**Listed entries:**
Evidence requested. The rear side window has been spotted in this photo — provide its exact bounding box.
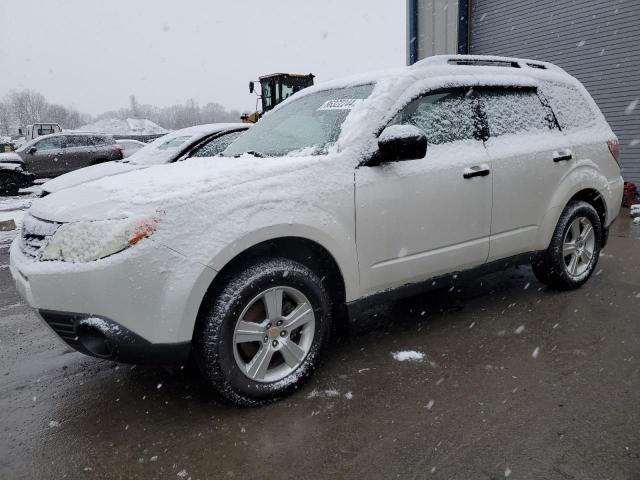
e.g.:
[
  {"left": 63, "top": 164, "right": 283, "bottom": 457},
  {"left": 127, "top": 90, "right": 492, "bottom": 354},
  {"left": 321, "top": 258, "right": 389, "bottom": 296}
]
[
  {"left": 481, "top": 88, "right": 557, "bottom": 137},
  {"left": 541, "top": 81, "right": 596, "bottom": 130},
  {"left": 390, "top": 90, "right": 475, "bottom": 145},
  {"left": 189, "top": 131, "right": 244, "bottom": 157}
]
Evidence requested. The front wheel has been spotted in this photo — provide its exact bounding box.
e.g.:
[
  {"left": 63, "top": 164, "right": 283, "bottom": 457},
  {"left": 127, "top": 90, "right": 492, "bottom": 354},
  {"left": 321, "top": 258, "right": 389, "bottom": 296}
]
[
  {"left": 0, "top": 172, "right": 20, "bottom": 196},
  {"left": 194, "top": 258, "right": 331, "bottom": 406},
  {"left": 532, "top": 201, "right": 602, "bottom": 290}
]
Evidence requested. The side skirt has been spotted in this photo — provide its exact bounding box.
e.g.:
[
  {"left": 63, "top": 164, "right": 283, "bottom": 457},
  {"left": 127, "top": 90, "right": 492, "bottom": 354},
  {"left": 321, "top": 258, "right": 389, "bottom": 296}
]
[{"left": 347, "top": 252, "right": 542, "bottom": 320}]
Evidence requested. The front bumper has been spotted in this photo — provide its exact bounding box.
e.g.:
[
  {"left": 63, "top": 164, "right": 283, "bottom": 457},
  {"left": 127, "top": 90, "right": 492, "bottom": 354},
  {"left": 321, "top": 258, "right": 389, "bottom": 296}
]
[
  {"left": 10, "top": 237, "right": 216, "bottom": 354},
  {"left": 38, "top": 310, "right": 191, "bottom": 365}
]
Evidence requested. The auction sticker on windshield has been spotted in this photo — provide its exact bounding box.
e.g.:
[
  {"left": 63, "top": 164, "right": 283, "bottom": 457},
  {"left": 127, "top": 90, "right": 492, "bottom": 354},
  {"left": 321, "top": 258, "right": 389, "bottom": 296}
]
[{"left": 318, "top": 98, "right": 362, "bottom": 110}]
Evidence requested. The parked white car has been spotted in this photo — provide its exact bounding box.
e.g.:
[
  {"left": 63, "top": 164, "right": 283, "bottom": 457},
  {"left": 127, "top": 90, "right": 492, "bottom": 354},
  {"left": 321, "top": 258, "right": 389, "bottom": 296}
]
[
  {"left": 41, "top": 123, "right": 249, "bottom": 197},
  {"left": 11, "top": 56, "right": 623, "bottom": 405}
]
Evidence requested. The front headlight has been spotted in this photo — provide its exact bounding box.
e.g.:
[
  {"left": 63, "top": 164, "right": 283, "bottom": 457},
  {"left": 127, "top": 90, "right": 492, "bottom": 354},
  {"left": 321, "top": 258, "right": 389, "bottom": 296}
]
[{"left": 40, "top": 218, "right": 159, "bottom": 262}]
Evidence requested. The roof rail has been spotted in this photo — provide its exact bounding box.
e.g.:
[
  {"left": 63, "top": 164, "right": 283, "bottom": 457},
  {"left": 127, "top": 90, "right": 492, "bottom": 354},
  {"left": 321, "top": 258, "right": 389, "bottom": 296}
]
[{"left": 412, "top": 55, "right": 566, "bottom": 73}]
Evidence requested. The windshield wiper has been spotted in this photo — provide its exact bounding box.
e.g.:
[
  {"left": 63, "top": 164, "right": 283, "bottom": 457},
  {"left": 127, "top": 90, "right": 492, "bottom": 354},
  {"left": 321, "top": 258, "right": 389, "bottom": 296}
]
[{"left": 233, "top": 150, "right": 264, "bottom": 158}]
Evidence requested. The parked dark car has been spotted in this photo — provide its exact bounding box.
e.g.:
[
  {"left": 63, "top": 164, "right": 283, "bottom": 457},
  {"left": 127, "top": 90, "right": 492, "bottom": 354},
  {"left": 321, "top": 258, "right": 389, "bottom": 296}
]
[
  {"left": 10, "top": 133, "right": 122, "bottom": 178},
  {"left": 0, "top": 152, "right": 35, "bottom": 195}
]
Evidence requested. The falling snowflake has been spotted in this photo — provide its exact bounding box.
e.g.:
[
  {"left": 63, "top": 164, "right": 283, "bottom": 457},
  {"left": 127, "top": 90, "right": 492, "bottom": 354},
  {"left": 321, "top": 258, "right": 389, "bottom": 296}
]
[
  {"left": 391, "top": 350, "right": 424, "bottom": 362},
  {"left": 624, "top": 98, "right": 638, "bottom": 115}
]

**Objective:** Tally the lines of the listing that contain the string "side". Give only the number.

**Answer to the problem:** 2